● Supplied passage
Prairie grouse flourish where other upland game birds bother not to tread, so hunters looking to work their dogs and test their aim will find less-pressured hunting areas throughout the country. Below are forecasts and general regulations for states open for prairie grouse this season.


Outlook: Population trends over the last three years in California indicate a severe negative decline in the three hunt zones where no permits were issued this year. However, populations have held steady in the North Mono Zone, where 30 permits were issued. 
Though severe drought conditions persist, timely spring precipitation and summer storms contributed to fair grass and forb growth. “Considering just changes in population from 2014-2015,” said Levi Souza of the Upland Game Program, “we have preliminary indications of population recovery in the East and West Lassen hunt zones.”
The California Department of Fish and Wildlife continues to work with federal partners, including the Natural Resource Conservation Service, on the planning and implementation of the Sage Grouse Initiative.  
  • General and Archery Season: Sept. 12 and 13, must have a permit* 
  • Falconry Season: Nov. 7 through Jan. 5, 2016, must have a permit*
  • Limits: 1 either-sex sage grouse per season, only in North Mono Zone
*Sage grouse permits are issued by a free random drawing. The application deadline to hunt this season was August 10, 2015. Mark your calendars for next season.

● Tasks to complete
A. Using the grouse hunting forecast, answer each question below.
(i) How many permits were issued in the North Mono Zone?
(ii) What are the dates of the falconry season?
(iii) What was the application deadline to hunt this season?
B. Write a continuation of the grouse hunting forecast, beginning after its final sentence.
The lines that come after this passage are separate material.

● Given material
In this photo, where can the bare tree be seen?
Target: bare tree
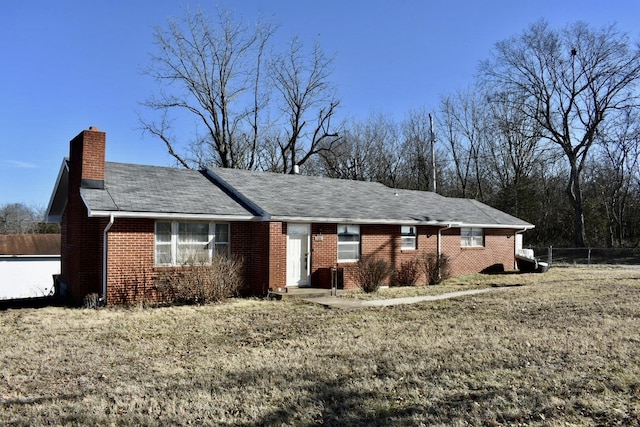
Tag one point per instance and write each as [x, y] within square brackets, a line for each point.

● Set of answers
A.
(i) 30
(ii) Nov. 7 through Jan. 5, 2016
(iii) August 10, 2015

B.
Outlook: Colorado is only state this year where all three species of prairie grouse exist in huntable populations. Areas open to greater sage grouse hunting were recently modified based on populations, so be certain to double-check the regulations this year. Floods inundated the northeast portion of the state, where the majority of greater prairie chicken hunting occurs. Nesting conditions may have been adversely affected as a result of the surplus moisture. 
  • Season 1: Sept. 12 through Sept. 13 (select units only, consult regulations for details)
  • Daily Bag/Possession Limit: 2/2
  • Season 2: Sept. 12 through Sept. 18 (select units only, consult regulations for details)
  • Daily Bag/Possession Limit: 2/4
  • Season: Oct. 1 through Jan. 3, 2016 (select units only, consult regulations for details)
  • Season Bag/Possession Limit: 2
  • Season: Sept. 1 through Sept. 20 (select units only, consult regulations for details)
  • Daily Bag/Possession Limit: 2/4


Outlook: A large, 280,000-plus acre wildfire broke out in Owyhee County early August, affecting areas of the sage grouse range. Fortunately, the majority of the fire did not occur in the core sage grouse habitat, and wildlife experts expect minimal impacts on hunting this year. 
In addition to sage grouse, Idaho supports the largest remaining population of Columbian sharp-tailed grouse, once considered the most abundant and well-known game bird in the Pacific Northwest. There are a multitude of upland game bird hunting opportunities on millions of acres of public land in Idaho. Season lengths are long and bag limits generous. Hunters can visit http://fishandgame.idaho.gov/ifwis/huntplanner/accessyesguide.aspx to learn more about Idaho’s Access Yes! private-land access program.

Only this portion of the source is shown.